--- Begin EXCERPT TO READ ---
24 JULY 1959, Page 8

Come Here Till I Tell You

Sean Tar at Sea

By PATRICK CAMPBELL

'DEAR SIRS,' I wrote to the British Board of Trade, 'for the past four years, twenty-four hours on and forty-eight off, I have been in command of the Irish Naval Vessel Noray, engaged upon Port Control duties in Dublin Bay. I would be grateful if you could accept this as four years' sea service, as I want to sit for your examination (coasting mate's ticket), which is essential for promotion to a commission in the Irish Marine Service—'

It was a difficult letter to write, for political reasons, The Battle of the Atlantic was in progress, and in pursuance of our neutrality our ports were barred to Allied convoys and their escorts. What I was doing, in fact, was asking the British Board of Trade to assist me towards promotion in the Irish Navy, the very force that was maintaining this embargo.

I wouldn't have gone near them, of course, for reasons of delicacy, if we'd had a Board of Trade of our own, but we hadn't.

They replied with commendable speed, in view of their other commitments. 'Under no circumstances,' they said, 'can the patrol duties you mention be regarded as sea service. Accordingly, you are ineligible to sit for the examination to which you refer.'

That pulled the plug out of the dinghy, all right. The syllabus for the coasting mate's ticket demanded little more than the ability to read and write, and to distinguish between the sun and the moon and one end of a collier from the other. I could probably have swept through it with honours, to become Ensign—as opposed to Petty Officer—Campbell, with an increase in wages of nearly £.5 a week. But an alien Board of Trade maintained that it was impossible to go to sea in the Irish Navy, and that was the end of that.

It was bad news for the manager of the Ulster Bank in College Green. It was also bad news for my leading-seaman, Matches. He'd been hoping that a commission would remove me to a shore job—in the Dublin Port Control the officers never went to sea—and off the back of his neck.

`Jaysus,' he said, 'don't tell us we're stuck widdya for the duration! If you carry on wid your allegations we'll all be blew owa the wather before we're finished.'

He was referring, I knew, to the matter of Captain Thomas, and to the only occasion in which a shot was fired in anger, during the whole global struggle, in Dublin Bay.

We were anchored on station at the South Bar Buoy, two miles out from the mouth of the Liffey, in the Examination Vessel Noray. The Noray was a small tug with about a foot of freeboard and a funnel on her like an ocean liner. In her former career she'd done odd jobs for the Port and Docks Board, but now that she'd joined the navy she was at least painted battleship grey, though re- maining unarmed. Eighteen men, in three watches of twenty-four hours, lived in this iron box continuously for four years.

As Matches once observed, 'She's gettin' smaller inside every day with the grace—'. The grace—or grease—was composed of diesel oil, coal-dust, cooking deposits and paraffin. It was dark-grey in colour and when attacked with scrapers it merely moved on to something else. I often used to think about trim young lieutenants in the other Service, sipping pink gins in tropical whites and listening to Vera Lynn on the wardroom radio, and reflect upon how soft they were getting it, even if someone did shoot at them from time to time. They had a further advantage, in that they knew what they were there for, which was to shoot back. Our own duties were much less clear- cut, as the field-gun incident showed.
--- End EXCERPT TO READ ---
> **GIVEN INSTRUCTION 1**
Select every line of the records below that contains the string "logo", matching case exactly.
--- Begin SUPPLIED INFORMATION ---
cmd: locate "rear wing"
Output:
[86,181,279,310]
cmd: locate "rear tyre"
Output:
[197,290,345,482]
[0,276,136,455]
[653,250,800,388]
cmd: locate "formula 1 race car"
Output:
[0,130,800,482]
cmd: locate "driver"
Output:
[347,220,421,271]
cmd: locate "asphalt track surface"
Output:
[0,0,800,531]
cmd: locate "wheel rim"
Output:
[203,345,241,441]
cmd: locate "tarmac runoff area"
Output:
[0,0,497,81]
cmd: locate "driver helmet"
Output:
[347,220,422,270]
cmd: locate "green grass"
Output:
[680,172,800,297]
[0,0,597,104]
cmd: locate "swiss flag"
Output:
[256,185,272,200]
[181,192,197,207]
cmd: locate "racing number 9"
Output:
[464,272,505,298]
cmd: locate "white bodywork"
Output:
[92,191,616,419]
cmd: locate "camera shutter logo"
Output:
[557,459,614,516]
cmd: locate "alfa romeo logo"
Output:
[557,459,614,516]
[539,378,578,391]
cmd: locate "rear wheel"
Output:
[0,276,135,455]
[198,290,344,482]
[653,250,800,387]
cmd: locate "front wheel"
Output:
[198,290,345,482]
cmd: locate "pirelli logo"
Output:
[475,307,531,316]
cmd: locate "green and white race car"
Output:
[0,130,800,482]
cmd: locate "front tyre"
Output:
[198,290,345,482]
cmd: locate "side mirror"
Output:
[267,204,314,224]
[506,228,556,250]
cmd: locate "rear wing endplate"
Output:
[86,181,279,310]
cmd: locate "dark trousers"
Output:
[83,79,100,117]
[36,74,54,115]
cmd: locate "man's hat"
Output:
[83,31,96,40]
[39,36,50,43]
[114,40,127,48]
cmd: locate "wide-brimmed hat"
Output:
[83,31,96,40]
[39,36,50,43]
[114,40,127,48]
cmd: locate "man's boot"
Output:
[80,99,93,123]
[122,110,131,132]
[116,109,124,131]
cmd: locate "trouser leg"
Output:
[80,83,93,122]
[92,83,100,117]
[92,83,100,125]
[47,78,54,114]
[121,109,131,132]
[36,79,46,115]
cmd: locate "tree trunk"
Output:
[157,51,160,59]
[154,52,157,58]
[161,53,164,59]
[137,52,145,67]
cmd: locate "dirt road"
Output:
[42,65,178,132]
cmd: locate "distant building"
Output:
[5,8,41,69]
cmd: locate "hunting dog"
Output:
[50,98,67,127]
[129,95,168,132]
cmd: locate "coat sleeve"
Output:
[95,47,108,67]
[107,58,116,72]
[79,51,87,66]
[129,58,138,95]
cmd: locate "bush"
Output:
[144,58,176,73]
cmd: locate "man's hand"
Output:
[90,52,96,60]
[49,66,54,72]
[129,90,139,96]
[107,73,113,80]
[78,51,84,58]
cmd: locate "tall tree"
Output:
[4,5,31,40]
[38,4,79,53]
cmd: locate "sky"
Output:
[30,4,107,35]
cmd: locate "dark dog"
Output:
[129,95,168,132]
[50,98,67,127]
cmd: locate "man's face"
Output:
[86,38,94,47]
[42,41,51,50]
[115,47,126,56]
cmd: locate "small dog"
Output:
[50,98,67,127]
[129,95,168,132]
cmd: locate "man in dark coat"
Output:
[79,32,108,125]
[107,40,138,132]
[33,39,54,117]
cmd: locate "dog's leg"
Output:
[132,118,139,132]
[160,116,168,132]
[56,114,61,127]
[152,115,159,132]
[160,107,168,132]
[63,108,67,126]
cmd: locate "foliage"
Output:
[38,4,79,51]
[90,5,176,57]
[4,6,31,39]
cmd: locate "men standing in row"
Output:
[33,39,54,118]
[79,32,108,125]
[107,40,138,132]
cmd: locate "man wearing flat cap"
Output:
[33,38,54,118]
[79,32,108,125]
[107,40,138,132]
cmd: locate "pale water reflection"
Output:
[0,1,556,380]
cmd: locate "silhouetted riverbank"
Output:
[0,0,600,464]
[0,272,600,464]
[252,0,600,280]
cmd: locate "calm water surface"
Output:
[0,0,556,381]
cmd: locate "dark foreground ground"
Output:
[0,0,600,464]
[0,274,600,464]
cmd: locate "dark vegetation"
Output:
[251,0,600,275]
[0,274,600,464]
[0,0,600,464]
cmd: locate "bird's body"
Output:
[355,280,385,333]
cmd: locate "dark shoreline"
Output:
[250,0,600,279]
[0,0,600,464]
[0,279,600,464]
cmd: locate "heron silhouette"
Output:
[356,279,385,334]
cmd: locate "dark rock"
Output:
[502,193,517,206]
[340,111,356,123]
--- End SUPPLIED INFORMATION ---
> **GIVEN INSTRUCTION 2**
Continue the column above about serving aboard the Irish naval vessel Noray in Dublin Bay, starting after its final sentence.

> **WRITTEN REPLY 1**
cmd: locate "camera shutter logo"
cmd: locate "alfa romeo logo"
cmd: locate "pirelli logo"

> **WRITTEN REPLY 2**
It began round about three o'clock on a wet night with the wind in the east, so that seas rolled straight up to O'Connell Bridge. Something that looked like a collier, from her lights, came round the Baily Light- house, flashing her name in morse with a hand-torch. As usual this was illegible, so I sent back a message saying, 'Stop—coming aboard.'

An interval set in while Matches and the two ABs removed the turf from the rowing- boat (there was no coal in those days and if we took the turf aboard the Noray it got into everything, blending with the grace to form an abrasive mixture that put your teeth on edge).

With Matches and a youth called Dinny at the oars we pulled away into the darkness, trying to keep our rifles out of the wet. It was nearly an hour before we managed to get alongside the collier, crashing and banging against the rust-streaked side. Matches began well by handing up his rifle to someone on the deck; when my turn came to climb the rope-ladder I didn't blame him. As soon as I got on to it the ladder turned inside out, leaving me with my back pressed against the ship's side, with my head and the muzzle of my rifle sticking out be- tween the rungs. Then the ship rolled, and I went in up to the waist.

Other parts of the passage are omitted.